Read the records and write them out again exactly.

※ ※ ※

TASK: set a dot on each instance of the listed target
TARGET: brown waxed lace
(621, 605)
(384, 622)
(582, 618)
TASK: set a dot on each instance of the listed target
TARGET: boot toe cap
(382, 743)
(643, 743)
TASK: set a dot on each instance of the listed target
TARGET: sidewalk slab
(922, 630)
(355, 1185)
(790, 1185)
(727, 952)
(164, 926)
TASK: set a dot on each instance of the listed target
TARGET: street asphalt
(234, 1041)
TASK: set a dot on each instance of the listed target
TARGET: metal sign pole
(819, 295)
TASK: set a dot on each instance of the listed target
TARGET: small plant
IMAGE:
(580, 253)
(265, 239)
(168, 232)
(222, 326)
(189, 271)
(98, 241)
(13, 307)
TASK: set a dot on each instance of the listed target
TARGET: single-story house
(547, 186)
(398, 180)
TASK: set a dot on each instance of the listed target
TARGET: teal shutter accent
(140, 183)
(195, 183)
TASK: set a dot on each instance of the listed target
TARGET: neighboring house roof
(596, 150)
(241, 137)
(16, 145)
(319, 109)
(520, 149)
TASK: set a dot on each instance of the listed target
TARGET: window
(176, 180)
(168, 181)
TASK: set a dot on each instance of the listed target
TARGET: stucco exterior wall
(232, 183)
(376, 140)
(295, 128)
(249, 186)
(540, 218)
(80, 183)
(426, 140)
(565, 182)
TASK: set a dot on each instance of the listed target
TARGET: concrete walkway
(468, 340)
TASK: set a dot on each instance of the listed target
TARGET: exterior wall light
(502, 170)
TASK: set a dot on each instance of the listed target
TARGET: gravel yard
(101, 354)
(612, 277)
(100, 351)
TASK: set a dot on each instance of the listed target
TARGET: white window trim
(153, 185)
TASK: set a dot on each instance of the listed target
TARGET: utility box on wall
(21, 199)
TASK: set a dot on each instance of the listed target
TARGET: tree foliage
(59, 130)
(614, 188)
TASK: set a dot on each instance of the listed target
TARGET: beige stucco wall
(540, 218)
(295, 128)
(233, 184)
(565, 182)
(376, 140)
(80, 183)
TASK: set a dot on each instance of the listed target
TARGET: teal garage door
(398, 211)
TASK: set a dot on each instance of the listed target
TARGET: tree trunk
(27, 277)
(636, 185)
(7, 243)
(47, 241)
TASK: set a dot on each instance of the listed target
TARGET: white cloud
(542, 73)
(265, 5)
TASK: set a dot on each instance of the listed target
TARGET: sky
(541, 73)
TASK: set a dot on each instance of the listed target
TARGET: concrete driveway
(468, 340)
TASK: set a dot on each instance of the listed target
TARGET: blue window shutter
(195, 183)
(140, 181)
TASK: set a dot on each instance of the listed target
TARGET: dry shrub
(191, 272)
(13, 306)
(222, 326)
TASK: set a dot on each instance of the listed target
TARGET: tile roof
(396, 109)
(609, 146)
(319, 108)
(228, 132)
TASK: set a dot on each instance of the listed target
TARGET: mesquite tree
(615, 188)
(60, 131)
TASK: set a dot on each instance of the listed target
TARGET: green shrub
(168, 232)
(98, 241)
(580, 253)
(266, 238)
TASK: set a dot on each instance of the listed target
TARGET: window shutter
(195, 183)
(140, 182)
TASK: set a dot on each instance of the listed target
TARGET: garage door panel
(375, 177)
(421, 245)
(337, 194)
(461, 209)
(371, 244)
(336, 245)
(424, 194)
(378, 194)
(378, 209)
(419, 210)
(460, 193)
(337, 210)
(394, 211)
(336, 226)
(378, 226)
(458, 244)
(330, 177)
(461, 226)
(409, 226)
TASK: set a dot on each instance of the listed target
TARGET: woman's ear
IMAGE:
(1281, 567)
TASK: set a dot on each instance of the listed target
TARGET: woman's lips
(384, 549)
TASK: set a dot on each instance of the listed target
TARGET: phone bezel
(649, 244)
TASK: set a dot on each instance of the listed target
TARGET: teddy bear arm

※ ※ ※

_Completed exercise_
TASK: set a dot on each instance of the listed target
TARGET: brown waxed lace
(621, 605)
(384, 622)
(582, 618)
TASK: set a dot on each instance of the listed target
TARGET: boot toe cap
(382, 743)
(643, 743)
TASK: set a dot on each instance of the listed target
TARGET: sidewalk slab
(922, 630)
(355, 1185)
(790, 1185)
(727, 952)
(164, 926)
TASK: set a dot on each instance of the listed target
TARGET: street asphalt
(234, 1041)
TASK: set a dot on each instance of the listed target
TARGET: metal sign pole
(819, 295)
TASK: set a dot on each instance of the listed target
TARGET: small plant
IMAGE:
(580, 253)
(265, 239)
(168, 232)
(222, 326)
(189, 271)
(98, 241)
(13, 307)
TASK: set a dot on each instance of the listed target
TARGET: single-story house
(547, 186)
(398, 180)
TASK: set a dot on each instance of the listed target
TARGET: teal shutter accent
(140, 183)
(195, 183)
TASK: set a dot on each instance of the listed target
TARGET: neighboring house roof
(596, 150)
(241, 137)
(16, 145)
(319, 109)
(520, 149)
TASK: set a dot on each instance of the listed target
TARGET: window
(176, 180)
(168, 181)
TASK: set a dot on each instance of the listed target
TARGET: stucco exterior wall
(232, 183)
(376, 140)
(295, 128)
(249, 186)
(540, 218)
(80, 183)
(426, 140)
(565, 182)
TASK: set a dot on each instance of the listed target
TARGET: concrete walkway
(468, 340)
TASK: set a dot on each instance of the listed target
TARGET: exterior wall light
(502, 170)
TASK: set a dot on each instance of the listed target
TARGET: gravel yard
(101, 354)
(612, 277)
(100, 351)
TASK: set a dot on each instance of the listed target
TARGET: white window trim
(153, 185)
TASK: set a dot on each instance of the listed target
TARGET: utility box on wall
(21, 199)
TASK: set a dot on each instance of the listed target
TARGET: tree foliage
(59, 130)
(614, 188)
TASK: set a dot on each instance of the listed target
TARGET: beige stucco wall
(540, 218)
(295, 128)
(233, 184)
(565, 182)
(376, 140)
(80, 183)
TASK: set a dot on each instance of the listed target
TARGET: teal garage door
(398, 211)
TASK: set a dot on each instance of the listed target
TARGET: tree trunk
(27, 277)
(636, 185)
(7, 243)
(47, 241)
TASK: set a dot on each instance of the listed target
TARGET: white cloud
(542, 73)
(265, 5)
TASK: set a dot on each instance of the listed target
TARGET: sky
(541, 73)
TASK: set a dot on each instance of the listed target
TARGET: concrete driveway
(468, 340)
TASK: set a dot on each instance of the listed target
TARGET: blue window shutter
(195, 183)
(140, 181)
TASK: set a dot on each instance of the listed target
TARGET: dry shrub
(191, 272)
(13, 306)
(222, 326)
TASK: set a dot on each instance of the listed target
TARGET: tile roof
(396, 109)
(609, 146)
(319, 108)
(228, 132)
TASK: set a dot on each instance of the listed target
TARGET: mesquite tree
(615, 188)
(60, 131)
TASK: set a dot on each instance of the listed target
TARGET: green shrub
(168, 232)
(98, 241)
(580, 253)
(266, 238)
TASK: set a dot on each instance of the listed target
TARGET: window shutter
(195, 183)
(140, 182)
TASK: set a dot on each instance of the listed target
TARGET: garage door panel
(375, 177)
(421, 245)
(337, 194)
(461, 209)
(371, 244)
(336, 245)
(424, 194)
(378, 194)
(378, 209)
(419, 210)
(460, 193)
(337, 210)
(394, 211)
(336, 226)
(378, 226)
(458, 244)
(330, 177)
(461, 226)
(409, 226)
TASK: set a dot on each instance of the listed target
TARGET: woman's ear
IMAGE:
(1281, 567)
TASK: set a dot on each instance of the listed target
TARGET: woman's lips
(384, 549)
TASK: set a dot on each instance of the listed target
TARGET: phone bezel
(649, 244)
TASK: set a dot on each instance of the listed target
TARGET: teddy bear arm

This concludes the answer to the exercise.